■ Texto da página
# # #
O seu nome é Dambisa Moyo, é um economista de renome internacional: trabalha na direção do banco Barclays Bank, da Seagate Technology, da Chevron Corporation e da empresa de mineração Barrick Gold, colabora com o Wall Street Journal e o Financial Times. Já trabalhou dois anos no Banco Mundial e oito anos na Goldman Sachs. E não faltam os prémios: do World Economic Forum, da revista Time, até de Oprah Winfrey.

Resumindo: Dambisa é um autêntico génio. Ou pessoa do establishment. É o Leitor que escolhe. Em qualquer caso: ela tem ideias geniais. Por exemplo: o “voto ponderado”. Que significa o seguinte: os votos dos eleitores não são todos iguais, alguns devem valer mais do que os outros. A revista de inutilidades Vanity Fair (versão italiana) não podia ter deixado escapar a ocasião e foi logo entrevistar o génio, tanto para entender melhor a maravilhosa ideia.

Na prática: o voto daqueles que estão interessados na política, ficam informados, seguem os debates, vale mais do voto daqueles que não seguem a política. Remata a revista das inutilidades:

E se isso, em vez de uma provocação com um sabor vagamente snob, fosse um projecto sério para tornar o voto mais difundido, efetivo e informado e, portanto, as nossas democracias mais vitais e robustas?

Com certeza: é sabido que limitar a democracia é a melhor forma para melhora-la. Vamos ler “o projecto sério”.

Por que a democracia está quebrada, o que acha?
Porque ela já não capaz de impulsionar o crescimento económico de forma eficaz. Há países sem democracia, como a China, onde a economia prospera, e outros, profundamente democráticos, como a União Europeia, em que a economia cambaleia.
# # #
■ Exercício breve
Reproduza integralmente o texto sobre Dambisa Moyo e o voto ponderado, sem qualquer alteração.

■ Dados
# # #
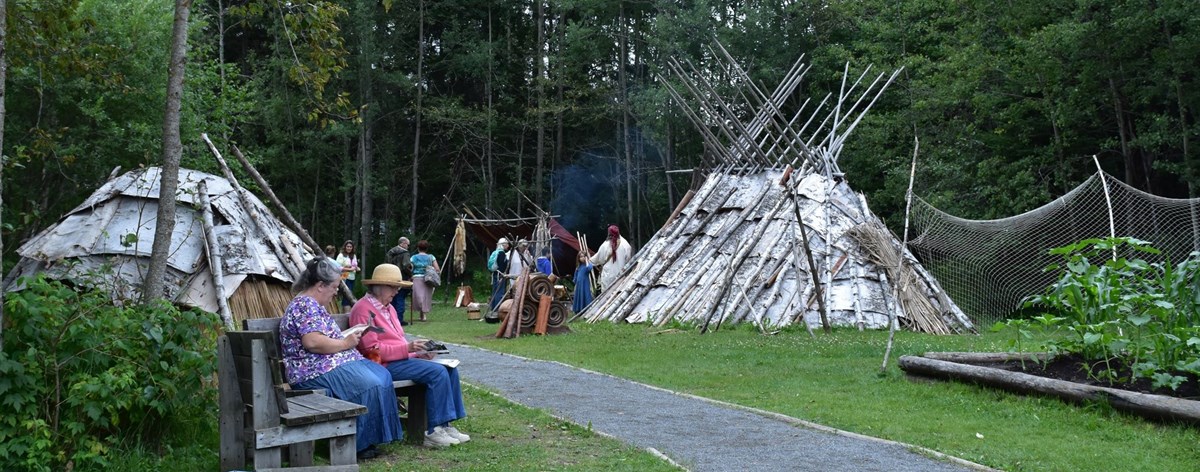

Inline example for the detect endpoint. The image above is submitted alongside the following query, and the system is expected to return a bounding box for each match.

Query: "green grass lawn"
[408,300,1200,471]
# # #
■ Resposta correta
O seu nome é Dambisa Moyo, é um economista de renome internacional: trabalha na direção do banco Barclays Bank, da Seagate Technology, da Chevron Corporation e da empresa de mineração Barrick Gold, colabora com o Wall Street Journal e o Financial Times. Já trabalhou dois anos no Banco Mundial e oito anos na Goldman Sachs. E não faltam os prémios: do World Economic Forum, da revista Time, até de Oprah Winfrey.

Resumindo: Dambisa é um autêntico génio. Ou pessoa do establishment. É o Leitor que escolhe. Em qualquer caso: ela tem ideias geniais. Por exemplo: o “voto ponderado”. Que significa o seguinte: os votos dos eleitores não são todos iguais, alguns devem valer mais do que os outros. A revista de inutilidades Vanity Fair (versão italiana) não podia ter deixado escapar a ocasião e foi logo entrevistar o génio, tanto para entender melhor a maravilhosa ideia.

Na prática: o voto daqueles que estão interessados na política, ficam informados, seguem os debates, vale mais do voto daqueles que não seguem a política. Remata a revista das inutilidades:

E se isso, em vez de uma provocação com um sabor vagamente snob, fosse um projecto sério para tornar o voto mais difundido, efetivo e informado e, portanto, as nossas democracias mais vitais e robustas?

Com certeza: é sabido que limitar a democracia é a melhor forma para melhora-la. Vamos ler “o projecto sério”.

Por que a democracia está quebrada, o que acha?
Porque ela já não capaz de impulsionar o crescimento económico de forma eficaz. Há países sem democracia, como a China, onde a economia prospera, e outros, profundamente democráticos, como a União Europeia, em que a economia cambaleia.